EXTRAIT À LIRE:
○ ○ ○
De mon ancien collègue, le regretté Jean-Philippe Legois – dédié comme d’aucuns à la cause des archives des mouvements étudiants, dont celui de mai 68 –, je retiens son approche de l’archivistique d’intervention et de la valorisation de sauvegarde. L’idée est simple : il y a un intérêt pour l’histoire collective – et l’histoire populaire – de valoriser les archives par la recherche, dans des chroniques radiophoniques « remue-mémoires », des expositions, des publications, du théâtre documentaire. Bref, cela est possible en provoquant des rencontres avec différents publics.
Ça commence, simplement, par raconter la manière dont les archives ont été rencontrées, comme Alix jadis de l’émission Les Simones l’a fait.
« Paradoxe: pour qu’elles vivent, les archives doivent être exposées », comme elle le dit.
Elles doivent être manipulées, sorties des boîtes, actualisées pour continuer de vivre.
Dans la foulée des événements, je ne prends pas le temps de m’arrêter et lis seulement une seule phrase de l’article « Entendre et comprendre les expériences de désastre par la recherche narrative » publié par Typhaine Leclerc : « ce que raconte un individu concernant sa vie peut potentiellement faire écho dans l’histoire personnelle des autres membres du groupe ». Ce texte d’une ancienne animatrice de l’émission féministe Ainsi squattent-elles me ramène à l’expérience de désastre du présent, à la situation des archives et aux mots qui touchent d’Alix. Ça me donne à penser.
De tous les sinistres qui mettent en péril le sort des archives, à mon sens, l’indifférence est le plus grand destructeur. Les crises ont cet effet sur les individus et les collectifs : elles nous secouent, nous éloignent des réponses faciles et nous forcent à réévaluer le sens de l’histoire et la chose à partir duquel peut être extrait le sens – le document d’archives.
○ ○ ○
DONNÉES EXTRAITES:

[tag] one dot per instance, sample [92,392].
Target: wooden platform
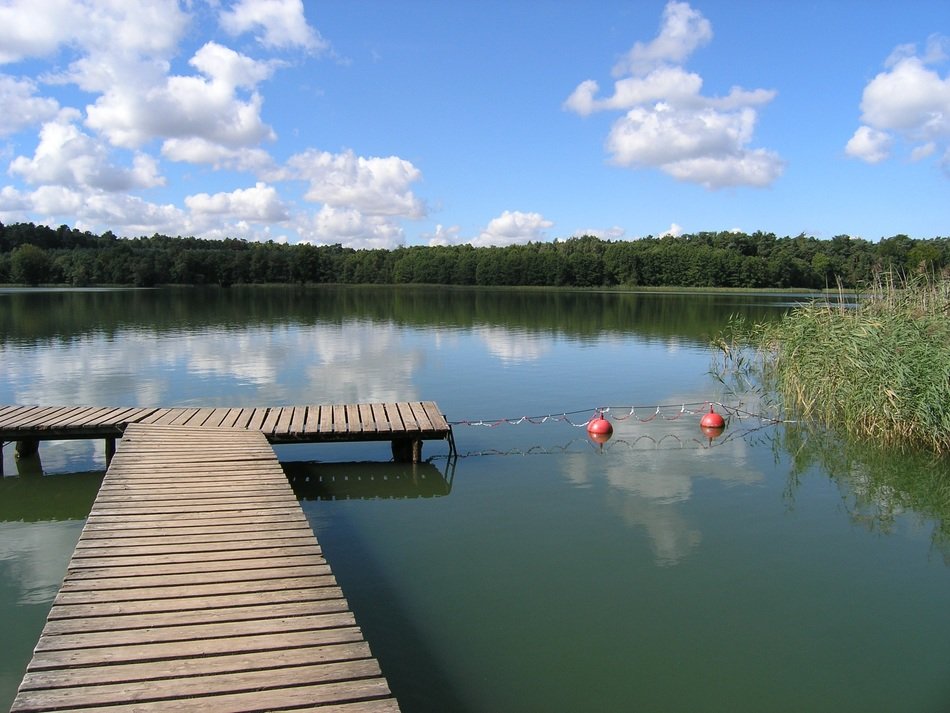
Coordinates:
○ ○ ○
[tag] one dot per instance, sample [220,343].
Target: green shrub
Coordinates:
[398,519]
○ ○ ○
OBJECTIF: D'après l'extrait sur les archives, pourquoi faut-il exposer les archives, les manipuler et les sortir des boîtes ? Répondez en une ou deux phrases.

RÉPONSE ATTENDUE: Selon le texte, il faut exposer les archives pour qu'elles vivent. Il faut aussi les manipuler, les sortir des boîtes et les actualiser pour qu'elles continuent de vivre.